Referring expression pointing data
::::
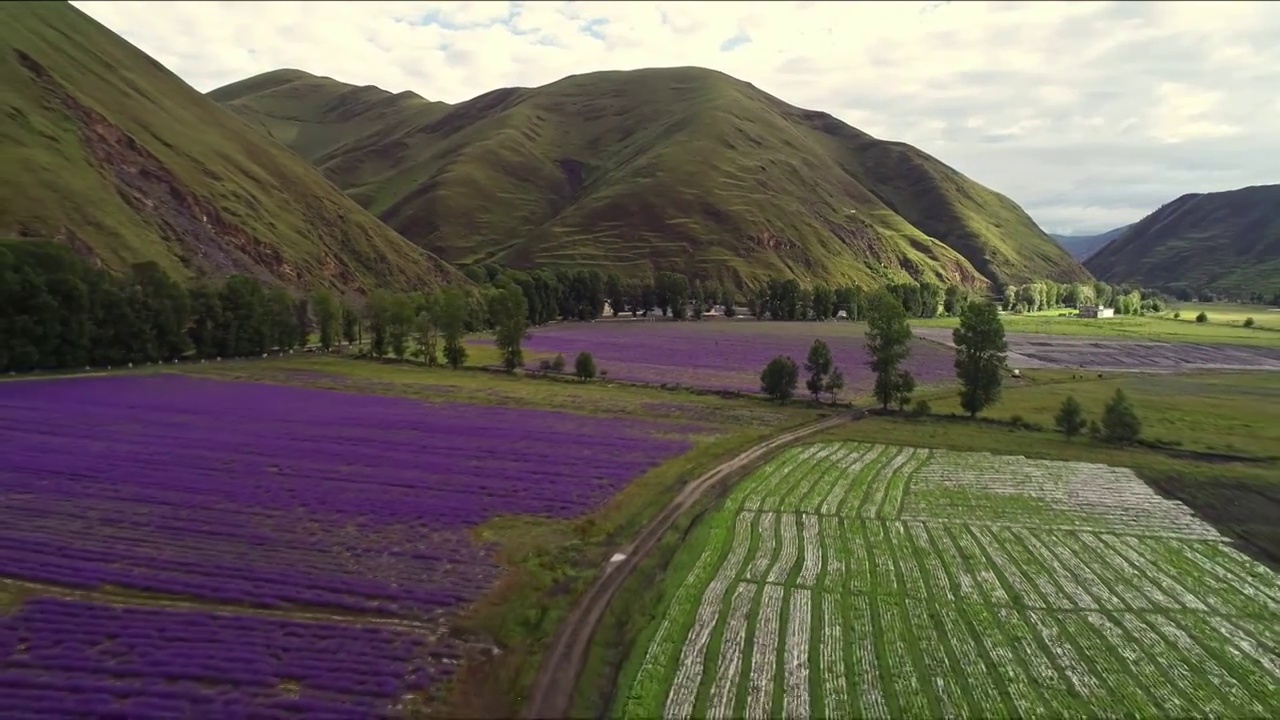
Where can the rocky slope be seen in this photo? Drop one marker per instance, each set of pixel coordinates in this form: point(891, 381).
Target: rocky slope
point(1223, 241)
point(662, 169)
point(108, 151)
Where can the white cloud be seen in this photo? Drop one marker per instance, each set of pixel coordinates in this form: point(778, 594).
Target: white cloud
point(1088, 114)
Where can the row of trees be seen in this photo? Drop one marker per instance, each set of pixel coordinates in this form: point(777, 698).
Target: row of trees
point(583, 295)
point(1188, 294)
point(58, 310)
point(979, 363)
point(1048, 295)
point(1120, 423)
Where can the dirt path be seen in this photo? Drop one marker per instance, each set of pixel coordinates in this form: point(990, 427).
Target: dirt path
point(552, 692)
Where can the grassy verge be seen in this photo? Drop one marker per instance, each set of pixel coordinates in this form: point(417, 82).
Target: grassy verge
point(1225, 326)
point(552, 561)
point(1214, 440)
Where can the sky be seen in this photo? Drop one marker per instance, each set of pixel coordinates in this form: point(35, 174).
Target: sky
point(1087, 114)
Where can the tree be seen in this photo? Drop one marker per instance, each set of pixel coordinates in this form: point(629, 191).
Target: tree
point(350, 324)
point(584, 367)
point(510, 324)
point(328, 317)
point(818, 365)
point(1070, 418)
point(1120, 422)
point(835, 383)
point(780, 377)
point(400, 324)
point(979, 356)
point(888, 338)
point(904, 384)
point(452, 320)
point(426, 335)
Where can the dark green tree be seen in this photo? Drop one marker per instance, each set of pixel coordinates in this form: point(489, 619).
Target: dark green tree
point(780, 377)
point(818, 365)
point(888, 342)
point(350, 324)
point(979, 356)
point(1070, 419)
point(507, 314)
point(584, 367)
point(452, 306)
point(1120, 422)
point(328, 318)
point(835, 383)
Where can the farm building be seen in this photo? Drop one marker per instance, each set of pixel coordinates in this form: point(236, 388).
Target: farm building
point(1096, 311)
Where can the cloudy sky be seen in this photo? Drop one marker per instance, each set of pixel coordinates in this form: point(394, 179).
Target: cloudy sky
point(1088, 114)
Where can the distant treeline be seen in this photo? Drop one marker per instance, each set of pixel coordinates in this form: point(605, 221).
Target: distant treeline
point(59, 310)
point(583, 295)
point(1188, 294)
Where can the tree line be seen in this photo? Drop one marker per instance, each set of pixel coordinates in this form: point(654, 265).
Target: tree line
point(60, 310)
point(979, 361)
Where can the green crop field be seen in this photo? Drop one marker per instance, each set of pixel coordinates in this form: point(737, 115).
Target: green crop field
point(1225, 324)
point(891, 582)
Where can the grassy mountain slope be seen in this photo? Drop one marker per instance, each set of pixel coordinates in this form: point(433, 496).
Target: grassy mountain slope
point(106, 150)
point(676, 168)
point(1228, 241)
point(1082, 246)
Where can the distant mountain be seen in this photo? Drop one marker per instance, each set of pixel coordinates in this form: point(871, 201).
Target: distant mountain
point(1080, 246)
point(1224, 241)
point(658, 169)
point(109, 153)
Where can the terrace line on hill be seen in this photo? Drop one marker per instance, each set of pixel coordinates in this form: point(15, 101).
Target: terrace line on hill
point(667, 168)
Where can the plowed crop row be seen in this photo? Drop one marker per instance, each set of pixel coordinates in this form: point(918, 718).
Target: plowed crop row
point(849, 579)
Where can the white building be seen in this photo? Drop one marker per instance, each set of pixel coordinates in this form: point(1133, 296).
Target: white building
point(1096, 311)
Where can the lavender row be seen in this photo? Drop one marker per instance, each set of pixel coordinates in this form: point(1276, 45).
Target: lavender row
point(69, 657)
point(280, 496)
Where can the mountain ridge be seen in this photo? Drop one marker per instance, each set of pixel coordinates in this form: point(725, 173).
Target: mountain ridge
point(1082, 246)
point(661, 169)
point(1223, 241)
point(124, 162)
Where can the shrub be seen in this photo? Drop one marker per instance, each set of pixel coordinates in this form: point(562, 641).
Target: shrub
point(1070, 418)
point(584, 367)
point(1095, 429)
point(780, 377)
point(920, 409)
point(1120, 422)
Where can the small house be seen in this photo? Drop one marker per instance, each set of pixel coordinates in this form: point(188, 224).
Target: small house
point(1096, 311)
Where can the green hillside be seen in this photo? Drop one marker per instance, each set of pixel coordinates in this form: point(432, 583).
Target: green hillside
point(108, 151)
point(1223, 241)
point(673, 169)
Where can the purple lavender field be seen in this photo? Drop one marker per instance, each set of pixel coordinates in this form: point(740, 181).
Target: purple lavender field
point(247, 495)
point(723, 355)
point(71, 659)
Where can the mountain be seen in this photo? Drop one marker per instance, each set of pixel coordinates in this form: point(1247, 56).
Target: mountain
point(1080, 246)
point(676, 169)
point(108, 151)
point(1224, 241)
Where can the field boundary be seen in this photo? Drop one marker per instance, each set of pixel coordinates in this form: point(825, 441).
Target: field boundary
point(552, 691)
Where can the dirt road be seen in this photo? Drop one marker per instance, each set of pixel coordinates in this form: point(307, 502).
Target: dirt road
point(552, 692)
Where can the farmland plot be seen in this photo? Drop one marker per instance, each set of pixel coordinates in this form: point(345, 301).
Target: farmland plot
point(848, 579)
point(287, 550)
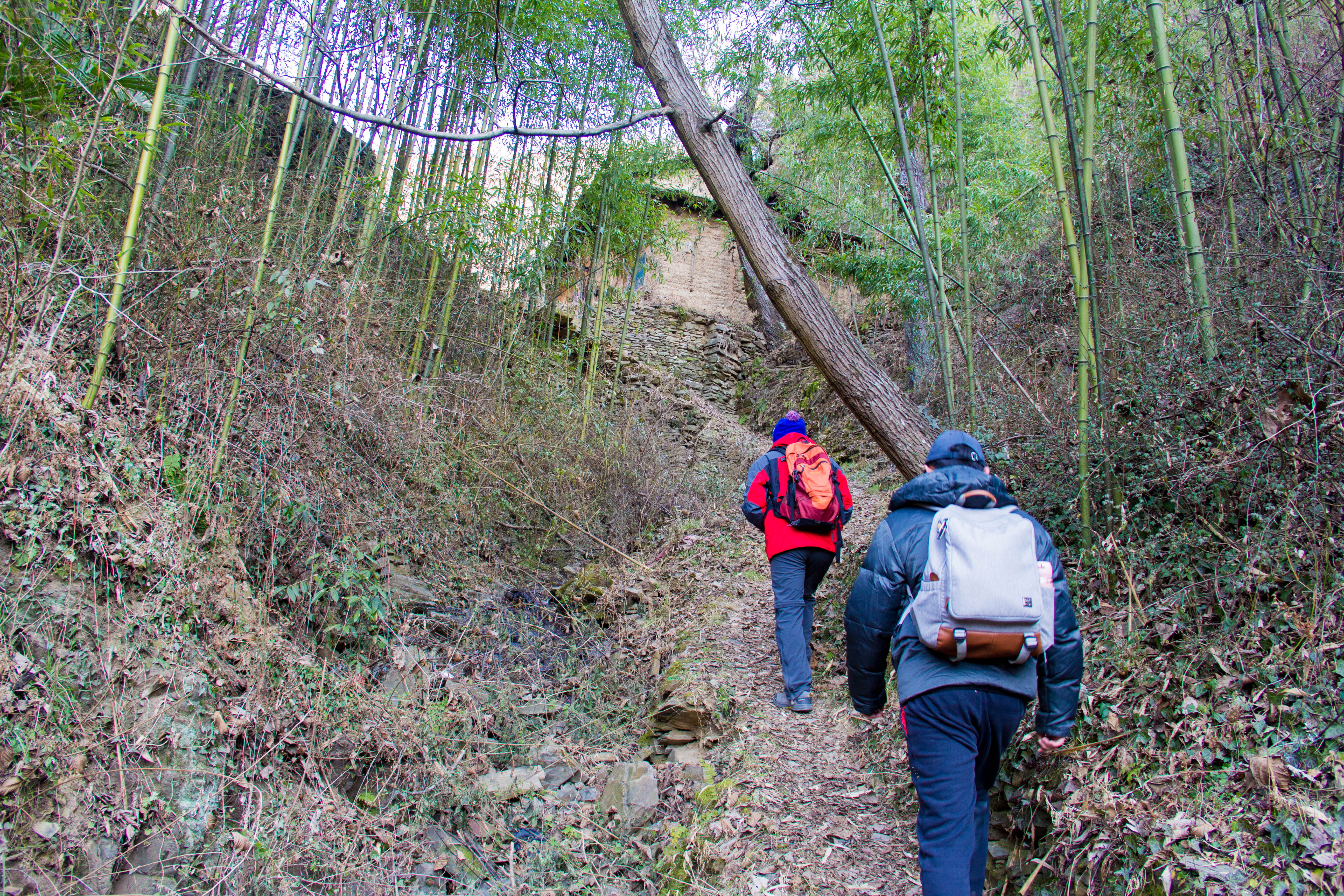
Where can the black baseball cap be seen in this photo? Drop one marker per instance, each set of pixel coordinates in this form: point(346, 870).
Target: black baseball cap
point(955, 445)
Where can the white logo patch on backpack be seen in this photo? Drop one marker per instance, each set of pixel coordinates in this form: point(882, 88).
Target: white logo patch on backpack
point(984, 594)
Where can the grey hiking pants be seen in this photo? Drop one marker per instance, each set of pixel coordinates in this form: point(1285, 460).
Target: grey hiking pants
point(795, 577)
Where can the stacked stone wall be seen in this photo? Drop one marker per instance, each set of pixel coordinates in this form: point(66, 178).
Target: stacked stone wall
point(689, 316)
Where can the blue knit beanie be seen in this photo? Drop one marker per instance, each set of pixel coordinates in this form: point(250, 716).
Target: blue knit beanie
point(791, 422)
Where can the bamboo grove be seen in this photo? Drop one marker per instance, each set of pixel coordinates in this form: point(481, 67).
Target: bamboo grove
point(409, 155)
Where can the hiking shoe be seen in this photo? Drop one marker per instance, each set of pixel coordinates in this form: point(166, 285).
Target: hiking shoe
point(799, 703)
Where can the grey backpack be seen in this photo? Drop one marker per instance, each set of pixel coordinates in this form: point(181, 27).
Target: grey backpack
point(984, 594)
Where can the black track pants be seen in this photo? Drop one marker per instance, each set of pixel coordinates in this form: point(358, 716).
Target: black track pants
point(955, 738)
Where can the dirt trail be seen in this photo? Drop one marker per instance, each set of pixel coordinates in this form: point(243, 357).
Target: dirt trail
point(834, 817)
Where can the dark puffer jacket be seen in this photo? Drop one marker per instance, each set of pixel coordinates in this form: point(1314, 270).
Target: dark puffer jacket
point(890, 579)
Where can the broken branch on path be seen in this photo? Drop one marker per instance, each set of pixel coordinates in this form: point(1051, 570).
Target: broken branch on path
point(1009, 371)
point(415, 130)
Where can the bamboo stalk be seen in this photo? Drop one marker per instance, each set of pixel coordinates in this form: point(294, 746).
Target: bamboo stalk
point(947, 319)
point(1076, 265)
point(1185, 195)
point(919, 213)
point(962, 213)
point(1225, 167)
point(138, 201)
point(277, 186)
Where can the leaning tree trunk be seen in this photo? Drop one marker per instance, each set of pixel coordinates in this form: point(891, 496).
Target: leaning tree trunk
point(900, 428)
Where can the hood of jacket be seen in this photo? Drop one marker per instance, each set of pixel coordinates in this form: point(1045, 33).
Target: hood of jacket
point(941, 488)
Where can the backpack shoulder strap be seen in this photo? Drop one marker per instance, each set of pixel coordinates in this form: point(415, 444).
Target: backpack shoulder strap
point(772, 492)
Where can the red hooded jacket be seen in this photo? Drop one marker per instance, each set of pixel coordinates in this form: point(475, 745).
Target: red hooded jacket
point(779, 535)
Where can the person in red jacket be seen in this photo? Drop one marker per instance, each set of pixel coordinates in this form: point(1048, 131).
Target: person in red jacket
point(799, 559)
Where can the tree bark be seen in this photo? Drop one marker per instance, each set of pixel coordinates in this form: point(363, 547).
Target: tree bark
point(898, 426)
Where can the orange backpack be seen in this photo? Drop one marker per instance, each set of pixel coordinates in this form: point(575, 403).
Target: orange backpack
point(812, 500)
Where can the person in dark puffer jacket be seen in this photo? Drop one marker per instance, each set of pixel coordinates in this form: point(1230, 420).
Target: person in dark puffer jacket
point(799, 561)
point(959, 717)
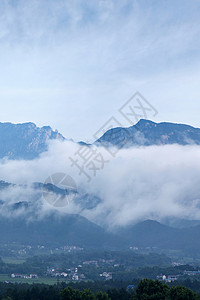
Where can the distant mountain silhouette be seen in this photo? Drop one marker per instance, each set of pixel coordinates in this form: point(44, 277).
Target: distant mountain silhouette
point(147, 133)
point(25, 141)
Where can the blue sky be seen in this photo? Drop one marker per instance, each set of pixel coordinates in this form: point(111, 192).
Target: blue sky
point(73, 64)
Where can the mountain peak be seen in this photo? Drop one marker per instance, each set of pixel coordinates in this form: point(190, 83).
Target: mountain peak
point(25, 140)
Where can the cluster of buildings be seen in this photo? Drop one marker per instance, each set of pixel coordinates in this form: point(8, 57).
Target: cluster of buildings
point(71, 274)
point(31, 276)
point(106, 275)
point(167, 279)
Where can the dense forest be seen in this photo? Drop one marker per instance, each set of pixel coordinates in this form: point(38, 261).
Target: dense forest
point(147, 289)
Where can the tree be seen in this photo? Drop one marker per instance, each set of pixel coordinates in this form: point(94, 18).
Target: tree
point(70, 294)
point(102, 296)
point(151, 290)
point(182, 293)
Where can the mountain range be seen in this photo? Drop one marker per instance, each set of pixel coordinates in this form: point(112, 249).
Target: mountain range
point(27, 141)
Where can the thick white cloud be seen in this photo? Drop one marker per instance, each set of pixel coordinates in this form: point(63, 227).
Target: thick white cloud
point(140, 183)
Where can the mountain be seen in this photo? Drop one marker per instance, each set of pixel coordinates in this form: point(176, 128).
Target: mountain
point(147, 133)
point(25, 141)
point(151, 233)
point(57, 230)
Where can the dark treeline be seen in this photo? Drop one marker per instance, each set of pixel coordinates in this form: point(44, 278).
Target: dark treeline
point(146, 289)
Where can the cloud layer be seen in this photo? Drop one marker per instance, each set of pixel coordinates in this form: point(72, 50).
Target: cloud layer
point(154, 182)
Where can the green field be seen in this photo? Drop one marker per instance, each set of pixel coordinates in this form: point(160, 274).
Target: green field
point(13, 260)
point(45, 280)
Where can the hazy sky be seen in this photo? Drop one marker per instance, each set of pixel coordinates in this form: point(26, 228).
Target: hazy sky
point(72, 64)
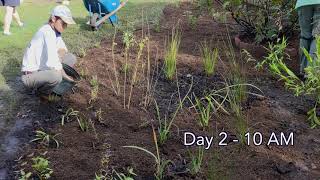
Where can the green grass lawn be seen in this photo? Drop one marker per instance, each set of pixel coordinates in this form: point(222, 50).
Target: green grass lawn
point(77, 37)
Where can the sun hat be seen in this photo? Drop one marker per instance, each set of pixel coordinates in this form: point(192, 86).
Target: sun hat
point(64, 13)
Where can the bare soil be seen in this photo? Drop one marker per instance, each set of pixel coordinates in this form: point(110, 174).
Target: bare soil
point(82, 154)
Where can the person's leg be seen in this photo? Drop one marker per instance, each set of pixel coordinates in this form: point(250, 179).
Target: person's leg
point(7, 20)
point(305, 22)
point(42, 81)
point(17, 17)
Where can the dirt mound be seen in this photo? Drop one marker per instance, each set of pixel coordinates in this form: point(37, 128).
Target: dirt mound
point(113, 125)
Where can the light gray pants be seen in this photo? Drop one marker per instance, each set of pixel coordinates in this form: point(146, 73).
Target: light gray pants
point(45, 81)
point(309, 18)
point(42, 81)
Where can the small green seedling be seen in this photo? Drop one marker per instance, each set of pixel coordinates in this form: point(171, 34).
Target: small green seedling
point(209, 59)
point(45, 138)
point(41, 167)
point(24, 175)
point(122, 176)
point(68, 115)
point(204, 108)
point(192, 21)
point(94, 83)
point(196, 161)
point(161, 164)
point(170, 61)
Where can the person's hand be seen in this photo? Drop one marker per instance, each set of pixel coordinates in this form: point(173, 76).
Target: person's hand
point(66, 77)
point(61, 53)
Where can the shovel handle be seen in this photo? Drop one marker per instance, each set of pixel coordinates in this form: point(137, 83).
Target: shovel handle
point(110, 14)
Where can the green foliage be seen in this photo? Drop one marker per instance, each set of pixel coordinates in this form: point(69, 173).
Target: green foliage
point(68, 115)
point(45, 138)
point(196, 161)
point(83, 123)
point(209, 58)
point(165, 124)
point(94, 83)
point(311, 84)
point(205, 5)
point(204, 108)
point(127, 176)
point(24, 175)
point(41, 167)
point(161, 164)
point(81, 119)
point(265, 20)
point(170, 61)
point(192, 21)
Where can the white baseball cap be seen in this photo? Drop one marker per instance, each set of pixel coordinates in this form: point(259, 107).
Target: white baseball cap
point(64, 13)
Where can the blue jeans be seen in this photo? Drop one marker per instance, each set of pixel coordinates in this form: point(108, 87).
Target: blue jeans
point(309, 19)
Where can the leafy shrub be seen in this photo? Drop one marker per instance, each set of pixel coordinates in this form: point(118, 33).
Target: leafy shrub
point(264, 20)
point(311, 84)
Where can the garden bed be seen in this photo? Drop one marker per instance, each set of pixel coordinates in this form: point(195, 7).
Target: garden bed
point(100, 149)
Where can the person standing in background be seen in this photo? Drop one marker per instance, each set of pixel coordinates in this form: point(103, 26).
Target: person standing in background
point(11, 12)
point(309, 19)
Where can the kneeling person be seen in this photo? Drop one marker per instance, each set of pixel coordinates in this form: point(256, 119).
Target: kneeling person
point(42, 66)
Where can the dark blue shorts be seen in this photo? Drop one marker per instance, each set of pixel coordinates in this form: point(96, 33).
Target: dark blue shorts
point(12, 3)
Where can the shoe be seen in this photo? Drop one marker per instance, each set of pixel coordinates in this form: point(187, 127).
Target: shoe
point(22, 25)
point(7, 33)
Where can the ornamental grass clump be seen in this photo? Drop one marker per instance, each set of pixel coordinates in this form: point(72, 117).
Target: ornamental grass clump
point(311, 83)
point(196, 161)
point(209, 58)
point(161, 164)
point(170, 61)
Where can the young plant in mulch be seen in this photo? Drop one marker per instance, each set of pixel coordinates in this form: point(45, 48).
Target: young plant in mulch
point(196, 161)
point(129, 40)
point(45, 138)
point(115, 83)
point(125, 176)
point(263, 20)
point(72, 114)
point(205, 108)
point(311, 84)
point(41, 167)
point(134, 77)
point(192, 21)
point(209, 58)
point(94, 83)
point(161, 164)
point(170, 61)
point(166, 123)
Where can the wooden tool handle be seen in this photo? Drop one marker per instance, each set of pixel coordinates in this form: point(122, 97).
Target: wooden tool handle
point(110, 14)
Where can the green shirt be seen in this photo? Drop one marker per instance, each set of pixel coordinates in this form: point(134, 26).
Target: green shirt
point(306, 2)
::::
§ **Assignment**:
Could you repeat, exactly and with nothing else, the lines from the first line of the records through the line containing "form: point(629, 191)."? Leave out the pictures.

§ **Exercise solution**:
Where can the rocky slope be seen in this photo? Drop one marker per instance, each set of pixel coordinates in this form: point(891, 381).
Target: rocky slope
point(1223, 241)
point(662, 169)
point(108, 151)
Where can the white cloud be seen in this photo? Drop one marker per instance, each set of pixel coordinates in this form: point(778, 594).
Target: white cloud
point(1088, 114)
Where can the row of trees be seen in this photo? Drop one marker per instance, each set of pixel coordinates in this form: point(777, 698).
Target: row of trees
point(583, 295)
point(1188, 294)
point(58, 310)
point(979, 363)
point(1048, 295)
point(1120, 423)
Where can the dirt path be seen in this photo? Drop one marker per instance, each set of pixel coordinates in this form: point(990, 427).
Target: dirt path
point(552, 692)
Where can the grassy verge be seen in this photo? Drop one marker per instance, each set of pixel coordinates in this form: point(417, 82).
Target: grassy verge
point(1225, 326)
point(552, 561)
point(1214, 440)
Where can the sky be seen in this photo? Drop one marker per instance, each set of pixel coordinates in this form: point(35, 174).
Target: sky
point(1087, 114)
Where can the tree be seen in this photo? Drop one marker per instance, each set of pixel coordinates in this form: point(629, 191).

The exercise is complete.